* **DO THIS**:
Each record is to be printed again precisely as it reads.

____________________

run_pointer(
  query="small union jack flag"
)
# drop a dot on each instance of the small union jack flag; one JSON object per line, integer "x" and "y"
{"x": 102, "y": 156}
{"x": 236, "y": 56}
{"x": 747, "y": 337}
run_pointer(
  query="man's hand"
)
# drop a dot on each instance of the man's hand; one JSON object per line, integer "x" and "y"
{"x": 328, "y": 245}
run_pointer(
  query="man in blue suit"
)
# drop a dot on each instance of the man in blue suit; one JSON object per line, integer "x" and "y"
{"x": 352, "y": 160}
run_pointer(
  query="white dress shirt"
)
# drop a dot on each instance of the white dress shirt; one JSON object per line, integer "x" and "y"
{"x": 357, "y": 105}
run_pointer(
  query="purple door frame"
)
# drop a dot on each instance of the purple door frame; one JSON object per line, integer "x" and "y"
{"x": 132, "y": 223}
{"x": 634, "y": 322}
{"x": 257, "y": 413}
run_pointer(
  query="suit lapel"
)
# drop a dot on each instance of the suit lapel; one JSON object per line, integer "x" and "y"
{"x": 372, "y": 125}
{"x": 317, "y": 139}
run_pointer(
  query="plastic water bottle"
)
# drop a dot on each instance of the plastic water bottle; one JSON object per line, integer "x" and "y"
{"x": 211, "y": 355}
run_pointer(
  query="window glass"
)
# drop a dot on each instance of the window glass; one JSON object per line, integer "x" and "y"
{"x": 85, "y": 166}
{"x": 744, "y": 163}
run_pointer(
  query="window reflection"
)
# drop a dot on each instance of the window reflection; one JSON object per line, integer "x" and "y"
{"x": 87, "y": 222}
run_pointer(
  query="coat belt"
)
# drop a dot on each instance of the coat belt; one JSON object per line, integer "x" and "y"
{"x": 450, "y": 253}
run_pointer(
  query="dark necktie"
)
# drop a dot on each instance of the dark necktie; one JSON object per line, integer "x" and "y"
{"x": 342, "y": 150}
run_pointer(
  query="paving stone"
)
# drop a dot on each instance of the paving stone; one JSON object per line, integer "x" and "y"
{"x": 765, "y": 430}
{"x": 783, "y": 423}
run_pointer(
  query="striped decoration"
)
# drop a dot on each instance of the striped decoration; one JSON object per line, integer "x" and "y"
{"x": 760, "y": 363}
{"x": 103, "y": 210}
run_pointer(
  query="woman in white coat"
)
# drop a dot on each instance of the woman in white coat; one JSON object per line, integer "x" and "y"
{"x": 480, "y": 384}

____________________

* **SOLVED EXERCISE**:
run_pointer(
  query="small union jack flag"
)
# drop a dot on each instance of the small union jack flag; one JSON object per line, integer "x" and "y"
{"x": 102, "y": 156}
{"x": 236, "y": 56}
{"x": 747, "y": 337}
run_pointer(
  query="man's hand"
)
# drop a dot on each instance of the man's hand; one JSON object per line, integer "x" and "y"
{"x": 328, "y": 245}
run_pointer(
  query="man in blue suit"
)
# drop a dot on each instance of the man in blue suit; one JSON object per line, integer "x" and "y"
{"x": 352, "y": 160}
run_pointer(
  query="white dress shirt"
)
# drop a dot on each instance of the white dress shirt; one JSON object per line, integer "x" and "y"
{"x": 357, "y": 105}
run_pointer(
  query="purple door frame"
)
# drop a dot on each instance of the purple door frame; one JSON object per line, integer "x" and "y"
{"x": 132, "y": 223}
{"x": 634, "y": 322}
{"x": 257, "y": 413}
run_pointer(
  query="suit lapel"
)
# drop a dot on each instance of the suit lapel; one JSON object per line, integer "x" and "y"
{"x": 372, "y": 125}
{"x": 317, "y": 139}
run_pointer(
  query="plastic water bottle"
)
# drop a dot on each instance of the plastic water bottle; one JSON object per line, integer "x" and "y"
{"x": 211, "y": 355}
run_pointer(
  query="window glass"
)
# drop a dot on each instance of the window glass; one JSON object per line, integer "x" and "y"
{"x": 85, "y": 166}
{"x": 744, "y": 163}
run_pointer(
  query="window reflection"
)
# drop a dot on each instance of the window reflection; one JSON object per line, integer "x" and "y"
{"x": 87, "y": 222}
run_pointer(
  query="coat belt"
)
# drop a dot on each instance of the coat belt; one JSON object per line, integer "x" and "y"
{"x": 450, "y": 253}
run_pointer(
  query="dark necktie"
)
# drop a dot on each instance of the dark necktie; one JSON object per line, integer "x" and "y"
{"x": 342, "y": 150}
run_pointer(
  query="paving stone"
)
# drop a dot on each instance of the paving stone; one JSON object per line, integer "x" and "y"
{"x": 765, "y": 430}
{"x": 783, "y": 423}
run_pointer(
  query="striped decoration"
)
# drop a dot on each instance of the striped decoration; one JSON object per line, integer "x" and "y"
{"x": 760, "y": 363}
{"x": 103, "y": 210}
run_pointer(
  query="woman in white coat"
)
# drop a dot on each instance of the woman in white coat; one JSON object per line, integer "x" and "y"
{"x": 480, "y": 384}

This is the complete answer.